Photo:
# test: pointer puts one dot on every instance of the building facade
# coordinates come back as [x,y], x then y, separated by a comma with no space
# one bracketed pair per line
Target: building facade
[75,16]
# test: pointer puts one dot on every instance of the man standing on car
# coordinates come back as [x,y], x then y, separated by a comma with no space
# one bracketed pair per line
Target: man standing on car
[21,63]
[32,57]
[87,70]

..............................

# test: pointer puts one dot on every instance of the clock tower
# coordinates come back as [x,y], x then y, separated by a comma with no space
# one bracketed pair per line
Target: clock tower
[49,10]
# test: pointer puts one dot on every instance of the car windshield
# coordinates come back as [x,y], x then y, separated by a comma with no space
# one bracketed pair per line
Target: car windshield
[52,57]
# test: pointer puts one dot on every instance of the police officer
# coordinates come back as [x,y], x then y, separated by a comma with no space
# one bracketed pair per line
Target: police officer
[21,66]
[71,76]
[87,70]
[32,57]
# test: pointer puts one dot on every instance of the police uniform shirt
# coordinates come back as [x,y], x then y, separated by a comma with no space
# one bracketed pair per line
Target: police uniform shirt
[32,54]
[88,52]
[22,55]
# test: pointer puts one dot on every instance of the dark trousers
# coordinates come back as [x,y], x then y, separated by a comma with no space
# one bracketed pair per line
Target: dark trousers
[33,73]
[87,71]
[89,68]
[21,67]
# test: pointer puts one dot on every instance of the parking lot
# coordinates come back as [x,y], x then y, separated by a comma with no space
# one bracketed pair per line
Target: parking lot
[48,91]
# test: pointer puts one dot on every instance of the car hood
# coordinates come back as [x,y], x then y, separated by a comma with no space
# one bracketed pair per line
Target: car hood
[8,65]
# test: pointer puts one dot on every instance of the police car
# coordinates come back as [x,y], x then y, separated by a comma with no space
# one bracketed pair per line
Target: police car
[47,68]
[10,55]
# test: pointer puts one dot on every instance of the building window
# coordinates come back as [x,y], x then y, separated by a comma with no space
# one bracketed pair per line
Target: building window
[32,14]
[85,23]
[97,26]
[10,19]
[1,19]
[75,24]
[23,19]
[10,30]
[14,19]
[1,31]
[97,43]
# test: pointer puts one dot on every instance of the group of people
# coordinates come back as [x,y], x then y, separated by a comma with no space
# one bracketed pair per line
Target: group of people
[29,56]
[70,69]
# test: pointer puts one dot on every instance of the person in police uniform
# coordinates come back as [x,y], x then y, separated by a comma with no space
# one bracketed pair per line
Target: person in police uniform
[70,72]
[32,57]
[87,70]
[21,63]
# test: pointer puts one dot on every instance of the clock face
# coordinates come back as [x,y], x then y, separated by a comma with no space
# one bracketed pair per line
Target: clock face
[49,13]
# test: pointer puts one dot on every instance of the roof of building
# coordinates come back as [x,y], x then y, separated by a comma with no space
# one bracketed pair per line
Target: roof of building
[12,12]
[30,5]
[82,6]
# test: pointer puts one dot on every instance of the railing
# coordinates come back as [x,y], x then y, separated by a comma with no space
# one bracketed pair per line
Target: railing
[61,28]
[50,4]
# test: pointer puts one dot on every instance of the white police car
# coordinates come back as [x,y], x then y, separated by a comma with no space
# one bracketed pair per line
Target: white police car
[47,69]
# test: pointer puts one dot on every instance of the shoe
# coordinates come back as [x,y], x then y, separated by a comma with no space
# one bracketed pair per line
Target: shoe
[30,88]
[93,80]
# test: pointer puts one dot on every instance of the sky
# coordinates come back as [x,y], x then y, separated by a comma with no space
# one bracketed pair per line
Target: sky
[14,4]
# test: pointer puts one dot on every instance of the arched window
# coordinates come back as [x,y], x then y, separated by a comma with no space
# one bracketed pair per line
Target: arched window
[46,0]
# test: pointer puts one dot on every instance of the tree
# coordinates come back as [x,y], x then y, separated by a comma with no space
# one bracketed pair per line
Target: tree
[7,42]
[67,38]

..............................

**GOAL**
Select each line above that contains the string "windshield", matching case exactly.

**THE SOLUTION**
# test: pointer puts one dot on every instance of the car windshield
Target: car windshield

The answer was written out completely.